**WHAT IS EXPECTED**
Copy out the rows below unchanged, except that every "detection" becomes "localization".

**DATA FOR THE TASK**
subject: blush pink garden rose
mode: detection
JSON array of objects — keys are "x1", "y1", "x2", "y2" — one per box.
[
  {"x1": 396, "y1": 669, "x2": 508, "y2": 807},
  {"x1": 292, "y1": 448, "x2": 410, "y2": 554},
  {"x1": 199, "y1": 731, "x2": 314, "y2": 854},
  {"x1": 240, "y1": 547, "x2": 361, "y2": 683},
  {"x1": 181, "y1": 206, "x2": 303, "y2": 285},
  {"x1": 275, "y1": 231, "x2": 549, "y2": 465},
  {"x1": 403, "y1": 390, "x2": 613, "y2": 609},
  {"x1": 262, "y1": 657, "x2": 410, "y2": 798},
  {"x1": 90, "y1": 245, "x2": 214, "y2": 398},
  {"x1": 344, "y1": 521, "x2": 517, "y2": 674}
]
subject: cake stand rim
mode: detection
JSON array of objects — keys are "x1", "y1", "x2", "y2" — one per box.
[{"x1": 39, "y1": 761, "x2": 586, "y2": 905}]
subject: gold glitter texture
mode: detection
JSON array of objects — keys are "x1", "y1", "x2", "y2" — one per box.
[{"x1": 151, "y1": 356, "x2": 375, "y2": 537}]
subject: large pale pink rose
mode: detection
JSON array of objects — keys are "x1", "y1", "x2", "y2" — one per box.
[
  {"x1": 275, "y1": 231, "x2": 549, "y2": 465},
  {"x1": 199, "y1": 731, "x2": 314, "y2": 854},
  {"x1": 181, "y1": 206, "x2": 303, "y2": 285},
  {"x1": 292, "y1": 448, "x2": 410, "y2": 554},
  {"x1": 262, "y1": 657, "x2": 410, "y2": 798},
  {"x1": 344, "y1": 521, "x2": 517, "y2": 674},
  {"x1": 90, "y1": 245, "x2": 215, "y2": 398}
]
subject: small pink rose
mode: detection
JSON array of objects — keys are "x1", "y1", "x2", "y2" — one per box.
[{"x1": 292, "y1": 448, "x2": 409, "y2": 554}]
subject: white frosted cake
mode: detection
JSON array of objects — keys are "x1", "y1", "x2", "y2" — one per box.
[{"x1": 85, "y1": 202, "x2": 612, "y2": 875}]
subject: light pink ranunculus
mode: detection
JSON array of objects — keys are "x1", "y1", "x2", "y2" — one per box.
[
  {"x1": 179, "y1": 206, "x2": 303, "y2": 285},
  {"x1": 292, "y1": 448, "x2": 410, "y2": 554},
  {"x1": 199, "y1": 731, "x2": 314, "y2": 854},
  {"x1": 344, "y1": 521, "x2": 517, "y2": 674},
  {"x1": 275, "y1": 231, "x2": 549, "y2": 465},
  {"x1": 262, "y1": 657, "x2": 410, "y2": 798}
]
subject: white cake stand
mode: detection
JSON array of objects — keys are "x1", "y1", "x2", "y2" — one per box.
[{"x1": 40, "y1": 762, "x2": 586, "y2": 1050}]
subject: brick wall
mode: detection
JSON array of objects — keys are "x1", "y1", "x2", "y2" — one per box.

**EXERCISE OUTPUT**
subject: blush pink garden rose
mode: localization
JSON array of objects — keys are "x1", "y1", "x2", "y2" — one per box.
[
  {"x1": 396, "y1": 669, "x2": 508, "y2": 807},
  {"x1": 292, "y1": 448, "x2": 410, "y2": 554},
  {"x1": 199, "y1": 731, "x2": 314, "y2": 854},
  {"x1": 240, "y1": 547, "x2": 361, "y2": 683},
  {"x1": 181, "y1": 206, "x2": 303, "y2": 285},
  {"x1": 275, "y1": 231, "x2": 549, "y2": 465},
  {"x1": 403, "y1": 390, "x2": 613, "y2": 609},
  {"x1": 262, "y1": 657, "x2": 410, "y2": 798},
  {"x1": 90, "y1": 245, "x2": 214, "y2": 398},
  {"x1": 344, "y1": 521, "x2": 517, "y2": 674}
]
subject: cake stand rim
mode: localization
JSON array of objects — keys are "x1", "y1", "x2", "y2" — one per box.
[{"x1": 39, "y1": 761, "x2": 586, "y2": 905}]
subject: gold glitter texture
mode: localization
JSON array of objects — keys are "x1", "y1", "x2", "y2" — one per box.
[{"x1": 151, "y1": 356, "x2": 375, "y2": 537}]
subject: large pale pink rose
mode: localization
JSON array of objects — keys are "x1", "y1", "x2", "y2" — one per box.
[
  {"x1": 275, "y1": 231, "x2": 549, "y2": 465},
  {"x1": 199, "y1": 731, "x2": 314, "y2": 854},
  {"x1": 181, "y1": 206, "x2": 303, "y2": 285},
  {"x1": 292, "y1": 448, "x2": 410, "y2": 554},
  {"x1": 262, "y1": 657, "x2": 410, "y2": 798},
  {"x1": 344, "y1": 521, "x2": 517, "y2": 674},
  {"x1": 90, "y1": 245, "x2": 215, "y2": 398}
]
subject: small pink rose
mode: localization
JSON array of objects — keys are "x1", "y1", "x2", "y2" — one per box.
[{"x1": 292, "y1": 448, "x2": 409, "y2": 554}]
subject: white frosted cake
mode: localization
JSON array of objects — keys are "x1", "y1", "x2", "y2" — one per box.
[{"x1": 85, "y1": 202, "x2": 612, "y2": 875}]
subject: light pink ranunculus
mode: localization
JSON array of objects — keys are "x1", "y1", "x2", "y2" — one per box.
[
  {"x1": 179, "y1": 206, "x2": 303, "y2": 285},
  {"x1": 292, "y1": 448, "x2": 410, "y2": 554},
  {"x1": 199, "y1": 731, "x2": 314, "y2": 854},
  {"x1": 344, "y1": 521, "x2": 517, "y2": 674},
  {"x1": 275, "y1": 231, "x2": 549, "y2": 465},
  {"x1": 262, "y1": 657, "x2": 410, "y2": 798}
]
subject: white cake stand
mode: localization
JSON array of objects — keys are "x1", "y1", "x2", "y2" — one per box.
[{"x1": 40, "y1": 762, "x2": 586, "y2": 1050}]
subject: brick wall
mode: localization
JSON array of objects — keys are "x1", "y1", "x2", "y2" — one per box.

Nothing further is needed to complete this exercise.